Stated task:
Show each line from the rows below that contains the word "water", copying every such line in full.

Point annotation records
□ □ □ □

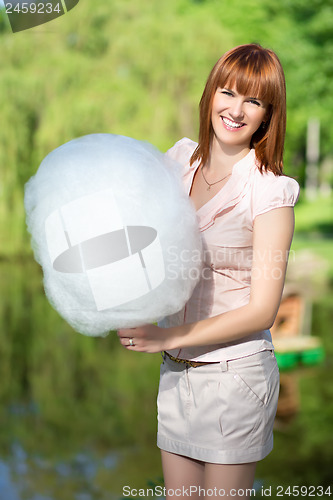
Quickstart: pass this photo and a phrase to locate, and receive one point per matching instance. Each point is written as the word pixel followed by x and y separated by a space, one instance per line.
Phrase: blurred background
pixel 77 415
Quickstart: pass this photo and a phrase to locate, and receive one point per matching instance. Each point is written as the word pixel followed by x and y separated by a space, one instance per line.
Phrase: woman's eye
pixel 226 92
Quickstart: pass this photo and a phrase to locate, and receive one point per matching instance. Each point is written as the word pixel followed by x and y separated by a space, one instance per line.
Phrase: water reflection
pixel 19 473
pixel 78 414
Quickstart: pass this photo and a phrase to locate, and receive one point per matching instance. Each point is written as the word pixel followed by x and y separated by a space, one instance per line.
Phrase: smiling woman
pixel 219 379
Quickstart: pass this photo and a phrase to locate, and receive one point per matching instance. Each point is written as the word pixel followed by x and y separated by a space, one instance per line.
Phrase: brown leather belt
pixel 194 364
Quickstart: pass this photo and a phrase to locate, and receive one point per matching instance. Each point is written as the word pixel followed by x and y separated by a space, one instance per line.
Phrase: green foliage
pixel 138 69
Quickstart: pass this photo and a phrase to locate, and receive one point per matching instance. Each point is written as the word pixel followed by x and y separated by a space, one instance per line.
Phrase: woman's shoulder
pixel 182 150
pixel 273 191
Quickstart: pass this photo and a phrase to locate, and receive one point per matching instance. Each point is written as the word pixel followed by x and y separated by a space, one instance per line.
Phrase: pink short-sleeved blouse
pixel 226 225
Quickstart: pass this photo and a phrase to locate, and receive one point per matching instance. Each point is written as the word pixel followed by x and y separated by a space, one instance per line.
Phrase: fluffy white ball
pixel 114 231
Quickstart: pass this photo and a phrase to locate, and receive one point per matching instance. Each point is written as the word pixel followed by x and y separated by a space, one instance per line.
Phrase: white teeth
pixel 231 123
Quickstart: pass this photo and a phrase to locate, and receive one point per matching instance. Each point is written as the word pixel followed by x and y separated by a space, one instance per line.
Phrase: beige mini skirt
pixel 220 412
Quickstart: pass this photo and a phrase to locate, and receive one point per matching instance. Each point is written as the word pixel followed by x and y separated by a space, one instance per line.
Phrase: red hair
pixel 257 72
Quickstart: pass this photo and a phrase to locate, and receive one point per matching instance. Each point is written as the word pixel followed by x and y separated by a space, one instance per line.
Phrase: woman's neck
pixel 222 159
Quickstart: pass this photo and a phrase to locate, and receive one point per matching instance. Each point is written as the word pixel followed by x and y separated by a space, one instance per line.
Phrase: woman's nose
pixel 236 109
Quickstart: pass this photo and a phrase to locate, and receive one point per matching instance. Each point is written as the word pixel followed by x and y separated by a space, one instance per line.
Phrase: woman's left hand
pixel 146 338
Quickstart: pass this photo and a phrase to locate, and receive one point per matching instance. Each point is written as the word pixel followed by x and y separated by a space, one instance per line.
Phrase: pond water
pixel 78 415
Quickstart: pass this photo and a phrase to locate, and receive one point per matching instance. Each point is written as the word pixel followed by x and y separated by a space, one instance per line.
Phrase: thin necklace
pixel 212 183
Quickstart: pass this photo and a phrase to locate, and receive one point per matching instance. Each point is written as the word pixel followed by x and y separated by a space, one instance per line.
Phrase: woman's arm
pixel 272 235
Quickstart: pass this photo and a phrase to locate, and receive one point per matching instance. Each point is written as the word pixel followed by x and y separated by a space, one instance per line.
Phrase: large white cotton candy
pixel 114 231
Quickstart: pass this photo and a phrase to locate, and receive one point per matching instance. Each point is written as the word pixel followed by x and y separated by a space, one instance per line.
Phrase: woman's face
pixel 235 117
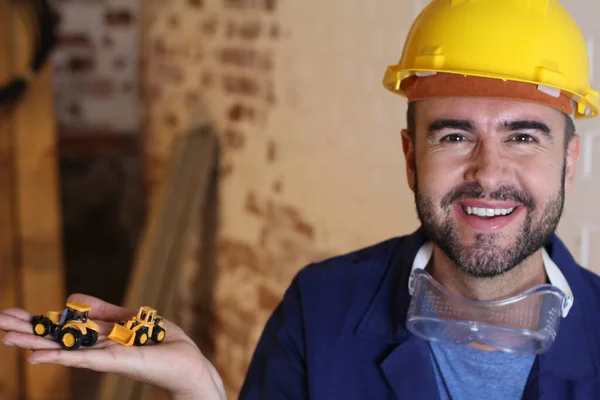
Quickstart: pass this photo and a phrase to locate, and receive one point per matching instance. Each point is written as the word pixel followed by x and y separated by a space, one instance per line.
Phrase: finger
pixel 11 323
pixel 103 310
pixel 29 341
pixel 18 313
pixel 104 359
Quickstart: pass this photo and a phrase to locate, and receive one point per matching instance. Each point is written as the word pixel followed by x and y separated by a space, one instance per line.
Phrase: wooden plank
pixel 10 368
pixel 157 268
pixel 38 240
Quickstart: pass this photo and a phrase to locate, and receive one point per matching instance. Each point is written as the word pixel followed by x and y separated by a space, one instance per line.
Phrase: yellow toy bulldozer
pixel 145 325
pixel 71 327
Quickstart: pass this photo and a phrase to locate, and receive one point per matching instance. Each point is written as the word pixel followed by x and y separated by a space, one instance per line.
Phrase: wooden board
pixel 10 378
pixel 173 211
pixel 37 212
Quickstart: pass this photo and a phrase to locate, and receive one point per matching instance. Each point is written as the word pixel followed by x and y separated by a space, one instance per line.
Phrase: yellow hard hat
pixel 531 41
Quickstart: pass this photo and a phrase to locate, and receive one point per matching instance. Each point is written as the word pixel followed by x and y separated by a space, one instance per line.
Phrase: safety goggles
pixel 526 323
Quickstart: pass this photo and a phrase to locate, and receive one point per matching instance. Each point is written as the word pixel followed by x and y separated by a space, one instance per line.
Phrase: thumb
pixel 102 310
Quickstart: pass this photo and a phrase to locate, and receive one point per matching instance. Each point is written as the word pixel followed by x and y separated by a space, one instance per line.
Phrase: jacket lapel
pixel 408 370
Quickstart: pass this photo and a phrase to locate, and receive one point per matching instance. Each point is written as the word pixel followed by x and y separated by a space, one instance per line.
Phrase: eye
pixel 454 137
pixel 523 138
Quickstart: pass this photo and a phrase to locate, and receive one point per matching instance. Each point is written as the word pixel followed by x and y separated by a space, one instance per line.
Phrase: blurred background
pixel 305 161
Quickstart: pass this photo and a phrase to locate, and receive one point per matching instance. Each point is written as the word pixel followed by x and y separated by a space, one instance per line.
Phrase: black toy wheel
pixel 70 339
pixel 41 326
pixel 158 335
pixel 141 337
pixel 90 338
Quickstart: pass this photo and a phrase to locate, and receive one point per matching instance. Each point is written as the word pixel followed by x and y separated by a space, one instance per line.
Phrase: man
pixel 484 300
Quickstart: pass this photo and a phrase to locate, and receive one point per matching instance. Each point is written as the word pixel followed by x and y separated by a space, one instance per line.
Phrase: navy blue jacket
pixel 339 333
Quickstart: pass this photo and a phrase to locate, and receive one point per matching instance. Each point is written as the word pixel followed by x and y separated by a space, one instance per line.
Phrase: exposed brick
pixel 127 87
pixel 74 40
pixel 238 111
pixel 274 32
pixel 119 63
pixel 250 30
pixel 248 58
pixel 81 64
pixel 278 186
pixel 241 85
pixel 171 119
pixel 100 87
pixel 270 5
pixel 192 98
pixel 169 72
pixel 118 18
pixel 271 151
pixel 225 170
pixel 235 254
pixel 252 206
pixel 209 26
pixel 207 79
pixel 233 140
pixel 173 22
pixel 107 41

□ □ □ □

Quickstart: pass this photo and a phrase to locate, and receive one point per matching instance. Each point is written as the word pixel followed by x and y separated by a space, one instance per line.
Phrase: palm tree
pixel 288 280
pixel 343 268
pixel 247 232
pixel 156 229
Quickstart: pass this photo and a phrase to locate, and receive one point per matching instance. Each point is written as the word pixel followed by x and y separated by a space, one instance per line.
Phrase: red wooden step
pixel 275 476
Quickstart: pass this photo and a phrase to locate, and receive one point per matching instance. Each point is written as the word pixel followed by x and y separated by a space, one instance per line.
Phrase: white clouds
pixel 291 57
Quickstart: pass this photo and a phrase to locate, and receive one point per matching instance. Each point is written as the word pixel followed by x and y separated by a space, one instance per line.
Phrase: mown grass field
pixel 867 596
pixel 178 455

□ □ □ □

Solution:
Phrase: water reflection
Phrase: pond water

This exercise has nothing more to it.